-------- SELECTED EXCERPT --------

Tell me about tempeh

Your quick-reference guide to using this plant-based powerhouse.
Published September 24, 2018

If your self-care goals include eating more plant-based foods, you may have already had the opportunity to try tempeh, a soy-based protein source with a loyal following and plenty of personality. If tempeh isn’t on your culinary radar yet, be prepared to be wowed by its funky taste and versatility. 


What is tempeh?


Like tofu, tempeh is made from soybeans that have been soaked and pressed into compact cakes. Unlike tofu, which has a very mild flavour, tempeh is considered a “mold-modified” fermented product which gives it a pronounced nutty and earthy taste. This strong, mushroomy flavour is due to the fact that soaked soybeans are inoculated with a mold from the Rhizopus family before being pressed into cakes and aged.


The nutritional benefits of tempeh


The nutritional benefits of eating tempeh are well-documented, beginning with the fact that tempeh is a plant-based source of complete protein (meaning it contains all nine essential amino acids, an impressive feat considering almost all complete proteins come from animal-based proteins.) Like many other fermented foods, tempeh is easily digested and contains a large number of important probiotics which promote healthy gut flora. Tempeh is high in soluble dietary fibre, calcium, B vitamins, folic acid, isoflavones (a type of plant compound that has been shown to have anti-inflammatory properties), and is also low in saturated fat and cholesterol free.


Where to buy tempeh


A decade ago finding tempeh in Canada was considered a difficult feat, but thanks to a growing interest in plant-based ingredients, it’s become a regular item in many well-stocked grocery stores, specialty health food stores and community co-ops. Most tempeh is vacuum-sealed in plastic and can be found in the refrigerated deli section alongside tofu, veggie burgers, and other meat-analog products. It’s unlikely that you’ll come across unpasteurized tempeh in Canada (which needs to be boiled or steamed for at least 20 minutes before it’s prepared) but it’s always wise to give the package a quick scan to check that it’s been pasteurized before purchasing.

-------- EXCERPTED DATA --------

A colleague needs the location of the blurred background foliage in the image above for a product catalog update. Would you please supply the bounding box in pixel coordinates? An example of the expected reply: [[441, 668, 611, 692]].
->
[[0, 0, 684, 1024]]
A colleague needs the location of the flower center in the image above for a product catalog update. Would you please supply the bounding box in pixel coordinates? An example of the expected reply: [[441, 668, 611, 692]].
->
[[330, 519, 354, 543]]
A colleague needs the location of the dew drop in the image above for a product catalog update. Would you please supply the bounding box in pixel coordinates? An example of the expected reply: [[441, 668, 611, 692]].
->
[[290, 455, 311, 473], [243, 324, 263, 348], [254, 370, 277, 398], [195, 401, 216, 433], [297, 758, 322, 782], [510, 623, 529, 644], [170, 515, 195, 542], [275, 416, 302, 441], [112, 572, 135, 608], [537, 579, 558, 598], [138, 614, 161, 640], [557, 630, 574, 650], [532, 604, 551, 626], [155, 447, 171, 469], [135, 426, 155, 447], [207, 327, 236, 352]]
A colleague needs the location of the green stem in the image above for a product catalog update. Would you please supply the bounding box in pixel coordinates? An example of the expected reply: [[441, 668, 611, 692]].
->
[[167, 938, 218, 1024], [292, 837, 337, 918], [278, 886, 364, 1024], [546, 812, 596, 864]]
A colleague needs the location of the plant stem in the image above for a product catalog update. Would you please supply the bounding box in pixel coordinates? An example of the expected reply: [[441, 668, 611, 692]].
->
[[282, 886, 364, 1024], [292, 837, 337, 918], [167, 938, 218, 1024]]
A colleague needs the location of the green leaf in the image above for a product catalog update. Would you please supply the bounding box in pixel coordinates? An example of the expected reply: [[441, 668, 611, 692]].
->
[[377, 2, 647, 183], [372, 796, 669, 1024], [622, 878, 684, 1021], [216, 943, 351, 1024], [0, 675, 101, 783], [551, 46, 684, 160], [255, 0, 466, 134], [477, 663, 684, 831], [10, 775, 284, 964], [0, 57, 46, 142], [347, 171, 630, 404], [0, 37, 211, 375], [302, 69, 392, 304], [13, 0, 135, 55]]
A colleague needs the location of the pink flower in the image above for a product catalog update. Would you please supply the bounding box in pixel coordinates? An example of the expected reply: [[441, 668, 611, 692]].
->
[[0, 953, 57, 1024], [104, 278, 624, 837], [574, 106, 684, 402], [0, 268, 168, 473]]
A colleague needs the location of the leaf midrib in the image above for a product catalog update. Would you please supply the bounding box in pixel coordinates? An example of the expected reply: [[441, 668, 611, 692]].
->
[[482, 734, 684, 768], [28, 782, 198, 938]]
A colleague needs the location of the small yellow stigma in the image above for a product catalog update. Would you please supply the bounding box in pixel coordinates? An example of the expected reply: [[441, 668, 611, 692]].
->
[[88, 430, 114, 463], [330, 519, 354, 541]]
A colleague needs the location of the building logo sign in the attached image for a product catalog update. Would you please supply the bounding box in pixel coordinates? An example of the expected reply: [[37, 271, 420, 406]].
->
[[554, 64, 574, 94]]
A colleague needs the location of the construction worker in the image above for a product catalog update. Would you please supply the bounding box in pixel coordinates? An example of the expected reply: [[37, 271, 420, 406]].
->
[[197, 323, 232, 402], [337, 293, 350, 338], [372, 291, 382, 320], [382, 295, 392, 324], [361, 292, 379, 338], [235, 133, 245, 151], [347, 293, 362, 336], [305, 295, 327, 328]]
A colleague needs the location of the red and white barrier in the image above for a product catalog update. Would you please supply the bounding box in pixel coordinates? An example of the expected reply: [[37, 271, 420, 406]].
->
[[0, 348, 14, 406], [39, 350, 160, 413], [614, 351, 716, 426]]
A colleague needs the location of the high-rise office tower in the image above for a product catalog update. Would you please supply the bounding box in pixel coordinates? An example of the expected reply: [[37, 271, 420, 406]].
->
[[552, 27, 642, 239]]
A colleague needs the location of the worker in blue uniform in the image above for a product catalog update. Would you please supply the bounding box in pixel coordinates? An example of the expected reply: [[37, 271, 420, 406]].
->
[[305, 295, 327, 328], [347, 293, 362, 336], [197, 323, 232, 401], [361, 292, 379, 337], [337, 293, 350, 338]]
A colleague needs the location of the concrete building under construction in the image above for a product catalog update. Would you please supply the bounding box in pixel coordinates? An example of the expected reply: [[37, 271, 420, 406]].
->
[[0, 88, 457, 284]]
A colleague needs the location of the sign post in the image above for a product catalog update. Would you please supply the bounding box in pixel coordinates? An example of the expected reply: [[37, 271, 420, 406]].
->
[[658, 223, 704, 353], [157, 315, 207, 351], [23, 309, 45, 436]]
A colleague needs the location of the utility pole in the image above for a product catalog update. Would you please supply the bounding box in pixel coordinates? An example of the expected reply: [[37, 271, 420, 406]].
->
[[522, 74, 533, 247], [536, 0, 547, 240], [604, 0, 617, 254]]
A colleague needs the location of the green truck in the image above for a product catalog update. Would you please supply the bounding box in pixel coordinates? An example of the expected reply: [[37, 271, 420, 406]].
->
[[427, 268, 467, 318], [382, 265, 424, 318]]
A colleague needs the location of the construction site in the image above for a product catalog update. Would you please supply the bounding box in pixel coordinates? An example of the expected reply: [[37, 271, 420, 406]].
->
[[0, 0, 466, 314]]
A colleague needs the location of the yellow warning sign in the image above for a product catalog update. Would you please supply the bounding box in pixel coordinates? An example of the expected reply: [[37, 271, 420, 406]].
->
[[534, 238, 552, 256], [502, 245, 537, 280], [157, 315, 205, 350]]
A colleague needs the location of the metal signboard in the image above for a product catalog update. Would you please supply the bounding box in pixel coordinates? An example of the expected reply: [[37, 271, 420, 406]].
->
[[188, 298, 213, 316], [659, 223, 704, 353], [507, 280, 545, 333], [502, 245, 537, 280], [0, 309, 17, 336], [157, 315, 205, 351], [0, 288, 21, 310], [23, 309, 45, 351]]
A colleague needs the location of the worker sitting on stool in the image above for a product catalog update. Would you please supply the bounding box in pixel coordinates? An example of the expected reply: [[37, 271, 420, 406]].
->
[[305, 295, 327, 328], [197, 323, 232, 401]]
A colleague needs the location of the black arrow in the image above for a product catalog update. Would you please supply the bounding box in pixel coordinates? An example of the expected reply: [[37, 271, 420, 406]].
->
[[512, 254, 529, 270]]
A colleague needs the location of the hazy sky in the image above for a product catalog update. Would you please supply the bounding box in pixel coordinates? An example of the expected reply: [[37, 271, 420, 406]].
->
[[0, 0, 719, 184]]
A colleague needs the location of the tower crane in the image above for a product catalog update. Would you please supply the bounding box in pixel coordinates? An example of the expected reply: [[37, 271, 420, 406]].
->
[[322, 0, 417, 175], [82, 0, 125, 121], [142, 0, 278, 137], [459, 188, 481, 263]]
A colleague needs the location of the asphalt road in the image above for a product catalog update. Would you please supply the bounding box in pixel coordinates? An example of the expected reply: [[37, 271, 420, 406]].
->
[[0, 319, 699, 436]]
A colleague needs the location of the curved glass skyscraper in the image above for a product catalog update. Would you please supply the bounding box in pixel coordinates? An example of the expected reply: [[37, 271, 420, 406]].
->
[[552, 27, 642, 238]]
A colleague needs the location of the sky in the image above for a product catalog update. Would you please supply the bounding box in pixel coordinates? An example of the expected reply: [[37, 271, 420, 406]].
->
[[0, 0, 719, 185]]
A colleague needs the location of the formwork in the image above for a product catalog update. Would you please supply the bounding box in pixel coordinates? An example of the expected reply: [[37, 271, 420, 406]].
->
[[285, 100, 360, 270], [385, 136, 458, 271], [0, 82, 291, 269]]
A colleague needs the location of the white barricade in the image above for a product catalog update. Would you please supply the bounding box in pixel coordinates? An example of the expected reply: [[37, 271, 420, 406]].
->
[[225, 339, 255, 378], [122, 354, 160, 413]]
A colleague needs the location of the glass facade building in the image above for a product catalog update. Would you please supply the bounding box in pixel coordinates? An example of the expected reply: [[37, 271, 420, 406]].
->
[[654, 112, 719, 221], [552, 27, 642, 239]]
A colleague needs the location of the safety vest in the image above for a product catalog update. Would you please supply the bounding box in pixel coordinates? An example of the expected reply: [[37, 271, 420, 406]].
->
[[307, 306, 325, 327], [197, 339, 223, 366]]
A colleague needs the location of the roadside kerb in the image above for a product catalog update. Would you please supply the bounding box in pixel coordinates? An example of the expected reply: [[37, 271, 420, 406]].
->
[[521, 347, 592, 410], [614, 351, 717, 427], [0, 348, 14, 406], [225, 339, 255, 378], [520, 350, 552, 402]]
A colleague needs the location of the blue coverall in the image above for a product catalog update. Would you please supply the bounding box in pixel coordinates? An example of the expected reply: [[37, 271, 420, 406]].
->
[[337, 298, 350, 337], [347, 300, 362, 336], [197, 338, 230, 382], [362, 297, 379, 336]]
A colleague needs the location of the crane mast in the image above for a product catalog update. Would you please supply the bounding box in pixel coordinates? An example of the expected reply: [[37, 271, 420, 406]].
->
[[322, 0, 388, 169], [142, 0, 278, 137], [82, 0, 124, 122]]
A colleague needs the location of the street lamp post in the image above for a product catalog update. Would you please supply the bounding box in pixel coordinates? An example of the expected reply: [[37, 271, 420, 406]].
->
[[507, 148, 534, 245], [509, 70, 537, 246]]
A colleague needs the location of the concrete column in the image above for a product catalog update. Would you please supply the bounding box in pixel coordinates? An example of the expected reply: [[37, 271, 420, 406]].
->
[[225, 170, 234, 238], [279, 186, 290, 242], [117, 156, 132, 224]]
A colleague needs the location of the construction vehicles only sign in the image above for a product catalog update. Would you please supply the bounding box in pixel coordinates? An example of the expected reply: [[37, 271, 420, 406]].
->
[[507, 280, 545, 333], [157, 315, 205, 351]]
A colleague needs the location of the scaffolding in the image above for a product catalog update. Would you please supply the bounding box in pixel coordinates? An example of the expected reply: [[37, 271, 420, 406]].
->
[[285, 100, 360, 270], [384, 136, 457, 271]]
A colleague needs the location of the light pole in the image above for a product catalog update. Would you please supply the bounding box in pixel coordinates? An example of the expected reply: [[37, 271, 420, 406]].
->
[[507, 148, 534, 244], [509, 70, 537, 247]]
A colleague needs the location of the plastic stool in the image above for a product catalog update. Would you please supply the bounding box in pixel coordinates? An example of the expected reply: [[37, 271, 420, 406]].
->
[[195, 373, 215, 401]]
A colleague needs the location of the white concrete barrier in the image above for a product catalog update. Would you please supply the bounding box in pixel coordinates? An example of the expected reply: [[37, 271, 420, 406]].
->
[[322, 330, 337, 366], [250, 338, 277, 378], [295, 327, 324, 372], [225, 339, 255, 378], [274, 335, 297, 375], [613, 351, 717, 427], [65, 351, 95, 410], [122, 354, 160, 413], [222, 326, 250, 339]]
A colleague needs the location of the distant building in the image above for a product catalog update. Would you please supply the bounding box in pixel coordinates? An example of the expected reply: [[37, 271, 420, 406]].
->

--------

_EXERCISES TO COMPLETE_:
1. List the nutrients and compounds that the tempeh guide says tempeh is high in.
2. Summarize the tempeh guide in two sentences.

_RESPONSES PER TASK_:
1.
- Soluble dietary fibre
- Calcium
- B vitamins
- Folic acid
- Isoflavones

2. Tempeh is a fermented soy product made by inoculating soaked soybeans with a Rhizopus mold and pressing them into cakes, which gives it a nutty, earthy flavor. It is a plant-based complete protein that is rich in probiotics and other nutrients, and in Canada it is now sold in the refrigerated deli sections of many grocery and health food stores, usually vacuum-sealed and pasteurized.